- **Exercise passage**:
How to reduce your salt intake
According to a study by Consensus Action on Salt & Health, some of the worst offenders are Gordon Ramsay's Savoy Grill mussels, cooked in a cider cream sauce and served with fries, as well as the meatballs in Jamie Oliver's restaurant chain Jamie's Italian.
At the other end of the spectrum, Dinner by Heston Blumenthal came out on top for offering dishes low in salt.
To reduce high salt intake -- a bad dietary habit that has been blamed for everything from high blood pressure to stomach cancer, osteoporosis, kidney disease and heart disease -- here are a few tips from Britain's National Health Service.
National Salt Awareness Week wraps up March 17.
The maximum recommended salt intake is 6g a day, the equivalent of one teaspoon.
The daily recommended maximum amount of salt children should eat depends on age:
1 to 3 years - 2g salt a day (0.8g sodium)

- **Listed records**:
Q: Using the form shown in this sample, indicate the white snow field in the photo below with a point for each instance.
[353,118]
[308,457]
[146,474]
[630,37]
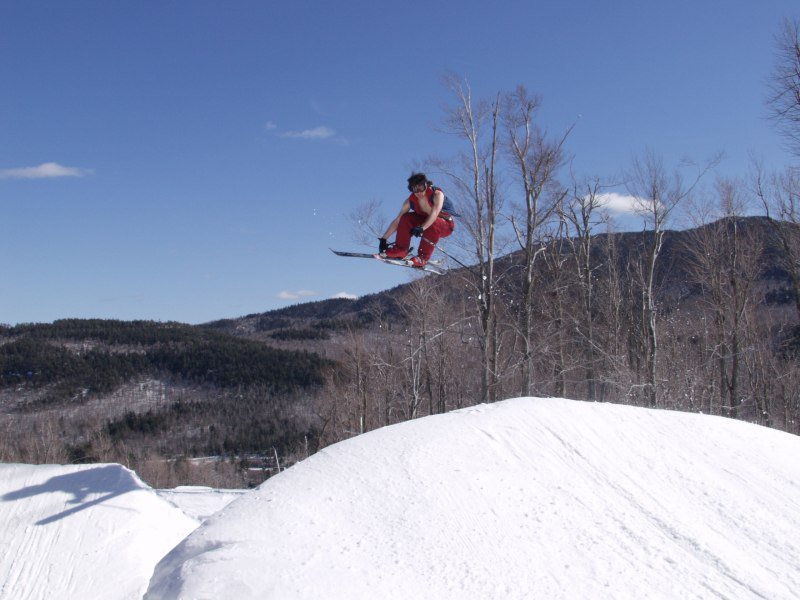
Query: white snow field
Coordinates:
[81,532]
[527,498]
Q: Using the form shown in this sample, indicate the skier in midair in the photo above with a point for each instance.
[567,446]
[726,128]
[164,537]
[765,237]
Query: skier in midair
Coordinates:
[423,215]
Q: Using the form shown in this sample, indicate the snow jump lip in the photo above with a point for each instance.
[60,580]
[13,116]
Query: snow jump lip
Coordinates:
[544,497]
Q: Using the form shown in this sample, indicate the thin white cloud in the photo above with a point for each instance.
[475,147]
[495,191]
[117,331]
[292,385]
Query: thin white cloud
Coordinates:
[297,294]
[344,296]
[620,204]
[317,133]
[44,171]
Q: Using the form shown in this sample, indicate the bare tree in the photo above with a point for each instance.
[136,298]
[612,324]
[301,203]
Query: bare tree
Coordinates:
[537,160]
[780,197]
[784,98]
[581,215]
[475,178]
[659,194]
[722,260]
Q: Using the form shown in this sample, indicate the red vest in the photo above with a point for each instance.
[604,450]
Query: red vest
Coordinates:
[413,200]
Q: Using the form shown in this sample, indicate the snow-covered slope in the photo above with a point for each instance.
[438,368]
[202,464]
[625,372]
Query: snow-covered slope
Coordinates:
[529,498]
[81,532]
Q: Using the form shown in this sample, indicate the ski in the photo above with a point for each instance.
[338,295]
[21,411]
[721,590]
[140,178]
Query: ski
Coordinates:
[431,267]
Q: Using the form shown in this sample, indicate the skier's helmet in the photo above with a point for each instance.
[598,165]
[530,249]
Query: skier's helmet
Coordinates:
[417,179]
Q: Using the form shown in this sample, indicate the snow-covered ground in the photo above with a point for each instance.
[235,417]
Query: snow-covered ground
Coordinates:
[83,531]
[528,498]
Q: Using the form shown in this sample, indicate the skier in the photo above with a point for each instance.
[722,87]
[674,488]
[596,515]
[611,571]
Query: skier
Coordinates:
[423,215]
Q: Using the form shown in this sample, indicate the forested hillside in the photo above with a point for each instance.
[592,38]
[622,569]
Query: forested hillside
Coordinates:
[230,402]
[90,390]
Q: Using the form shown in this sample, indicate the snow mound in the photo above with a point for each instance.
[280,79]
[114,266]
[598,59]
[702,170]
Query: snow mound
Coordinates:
[526,498]
[82,532]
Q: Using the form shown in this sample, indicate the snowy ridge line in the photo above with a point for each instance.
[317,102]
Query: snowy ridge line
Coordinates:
[524,498]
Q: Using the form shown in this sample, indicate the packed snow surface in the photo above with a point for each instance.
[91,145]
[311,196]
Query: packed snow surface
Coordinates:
[81,532]
[528,498]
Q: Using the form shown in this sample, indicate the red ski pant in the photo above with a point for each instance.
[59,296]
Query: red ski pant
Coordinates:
[442,227]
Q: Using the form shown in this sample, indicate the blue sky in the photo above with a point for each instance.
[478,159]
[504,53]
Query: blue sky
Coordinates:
[194,160]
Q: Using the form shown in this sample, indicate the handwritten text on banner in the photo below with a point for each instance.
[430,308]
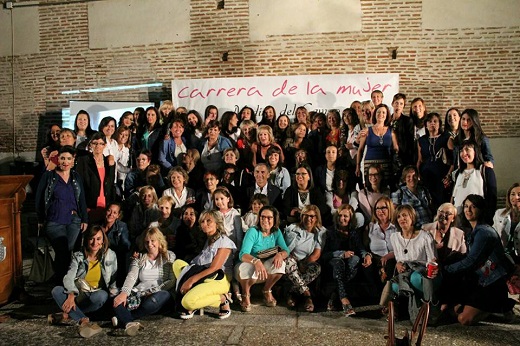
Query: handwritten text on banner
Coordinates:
[285,93]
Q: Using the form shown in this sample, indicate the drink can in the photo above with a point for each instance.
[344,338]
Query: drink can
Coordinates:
[432,266]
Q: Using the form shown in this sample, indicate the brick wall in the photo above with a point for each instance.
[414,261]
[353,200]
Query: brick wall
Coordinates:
[462,67]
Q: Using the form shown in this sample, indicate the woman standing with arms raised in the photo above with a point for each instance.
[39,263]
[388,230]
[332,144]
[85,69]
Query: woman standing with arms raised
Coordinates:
[98,173]
[380,143]
[61,209]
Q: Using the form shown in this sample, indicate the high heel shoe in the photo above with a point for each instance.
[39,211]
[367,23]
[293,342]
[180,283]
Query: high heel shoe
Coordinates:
[269,302]
[245,307]
[348,310]
[187,315]
[223,313]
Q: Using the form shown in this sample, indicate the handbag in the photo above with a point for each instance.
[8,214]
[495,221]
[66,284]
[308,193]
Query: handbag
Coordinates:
[41,268]
[133,300]
[84,286]
[268,253]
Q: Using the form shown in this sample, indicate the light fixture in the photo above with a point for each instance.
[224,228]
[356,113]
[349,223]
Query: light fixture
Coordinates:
[117,88]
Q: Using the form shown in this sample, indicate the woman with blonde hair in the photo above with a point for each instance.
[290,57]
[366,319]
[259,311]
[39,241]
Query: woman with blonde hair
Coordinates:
[206,280]
[304,241]
[148,283]
[95,267]
[264,140]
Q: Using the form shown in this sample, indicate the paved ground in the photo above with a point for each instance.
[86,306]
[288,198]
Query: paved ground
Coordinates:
[27,325]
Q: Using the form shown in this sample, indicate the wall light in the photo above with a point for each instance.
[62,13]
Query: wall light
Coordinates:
[116,88]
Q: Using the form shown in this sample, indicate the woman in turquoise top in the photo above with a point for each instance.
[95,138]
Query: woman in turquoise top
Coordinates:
[265,235]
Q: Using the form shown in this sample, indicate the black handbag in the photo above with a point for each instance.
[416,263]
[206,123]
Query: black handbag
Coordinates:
[41,269]
[268,253]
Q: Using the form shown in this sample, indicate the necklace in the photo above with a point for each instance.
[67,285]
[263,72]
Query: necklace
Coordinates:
[377,131]
[303,196]
[466,174]
[434,155]
[407,243]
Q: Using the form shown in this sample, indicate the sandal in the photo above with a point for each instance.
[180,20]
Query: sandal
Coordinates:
[348,310]
[187,315]
[309,305]
[331,305]
[58,318]
[246,307]
[224,313]
[269,302]
[291,302]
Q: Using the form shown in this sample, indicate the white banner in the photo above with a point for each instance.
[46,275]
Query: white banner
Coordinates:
[285,94]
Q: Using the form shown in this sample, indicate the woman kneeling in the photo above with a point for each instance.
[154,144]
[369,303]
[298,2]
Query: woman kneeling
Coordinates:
[153,273]
[206,280]
[253,269]
[91,275]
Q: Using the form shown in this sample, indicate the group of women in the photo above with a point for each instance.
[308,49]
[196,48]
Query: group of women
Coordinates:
[336,178]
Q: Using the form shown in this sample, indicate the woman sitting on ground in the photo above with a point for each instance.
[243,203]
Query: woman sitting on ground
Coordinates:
[374,188]
[95,267]
[119,238]
[190,239]
[413,250]
[206,280]
[304,240]
[411,193]
[507,223]
[150,278]
[478,282]
[181,194]
[342,253]
[267,270]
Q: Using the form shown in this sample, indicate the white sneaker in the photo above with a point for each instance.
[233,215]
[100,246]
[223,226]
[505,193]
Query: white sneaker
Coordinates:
[89,329]
[114,321]
[132,328]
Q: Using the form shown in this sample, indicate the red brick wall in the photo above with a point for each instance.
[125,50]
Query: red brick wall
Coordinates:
[457,67]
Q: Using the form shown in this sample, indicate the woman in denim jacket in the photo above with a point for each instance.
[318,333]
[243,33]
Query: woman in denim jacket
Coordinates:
[89,281]
[482,288]
[62,209]
[150,278]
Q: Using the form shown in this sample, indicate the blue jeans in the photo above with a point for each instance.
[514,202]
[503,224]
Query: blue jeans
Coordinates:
[85,302]
[62,239]
[343,270]
[149,306]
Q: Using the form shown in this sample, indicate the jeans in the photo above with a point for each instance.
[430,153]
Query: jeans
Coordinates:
[149,305]
[85,302]
[343,270]
[62,239]
[300,274]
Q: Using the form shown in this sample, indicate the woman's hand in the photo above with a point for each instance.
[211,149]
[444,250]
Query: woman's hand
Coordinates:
[367,261]
[187,285]
[358,170]
[111,160]
[260,270]
[348,254]
[401,267]
[69,304]
[120,299]
[278,260]
[386,257]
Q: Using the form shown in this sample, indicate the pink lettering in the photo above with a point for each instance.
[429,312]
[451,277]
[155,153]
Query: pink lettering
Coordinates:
[350,89]
[281,90]
[196,93]
[253,91]
[314,89]
[180,93]
[230,92]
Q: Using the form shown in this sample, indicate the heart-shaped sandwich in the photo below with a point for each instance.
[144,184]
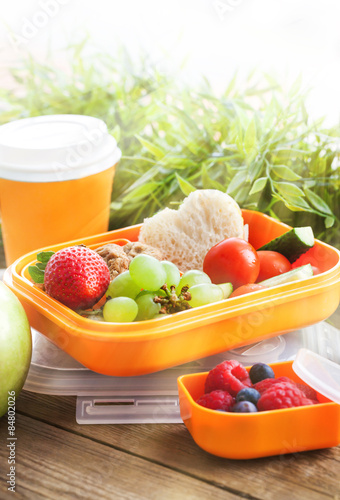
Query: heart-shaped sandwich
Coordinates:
[184,236]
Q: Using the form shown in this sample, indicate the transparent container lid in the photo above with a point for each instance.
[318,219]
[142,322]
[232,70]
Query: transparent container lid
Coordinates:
[319,373]
[153,398]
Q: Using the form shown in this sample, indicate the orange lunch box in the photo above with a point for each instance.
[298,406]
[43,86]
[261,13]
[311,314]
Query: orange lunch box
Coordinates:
[137,348]
[266,433]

- **What you will do**:
a) According to the salt-intake article, what is the maximum recommended salt intake per day?
b) Shorten the paragraph of the salt-intake article that begins "According to a study by Consensus Action on Salt & Health" and keep its main facts.
c) In the salt-intake article, substitute "NHS" for "National Health Service" and write out everything from "How to reduce" down to "day (0.8g sodium)".

- **Answers for each item**:
a) It is 6g a day, the equivalent of one teaspoon.

b) A Consensus Action on Salt & Health study named Gordon Ramsay's Savoy Grill mussels among the worst offenders. The mussels are cooked in a cider cream sauce and served with fries. The study also named the meatballs at Jamie Oliver's chain Jamie's Italian.

c)
How to reduce your salt intake
According to a study by Consensus Action on Salt & Health, some of the worst offenders are Gordon Ramsay's Savoy Grill mussels, cooked in a cider cream sauce and served with fries, as well as the meatballs in Jamie Oliver's restaurant chain Jamie's Italian.
At the other end of the spectrum, Dinner by Heston Blumenthal came out on top for offering dishes low in salt.
To reduce high salt intake -- a bad dietary habit that has been blamed for everything from high blood pressure to stomach cancer, osteoporosis, kidney disease and heart disease -- here are a few tips from Britain's NHS.
National Salt Awareness Week wraps up March 17.
The maximum recommended salt intake is 6g a day, the equivalent of one teaspoon.
The daily recommended maximum amount of salt children should eat depends on age:
1 to 3 years - 2g salt a day (0.8g sodium)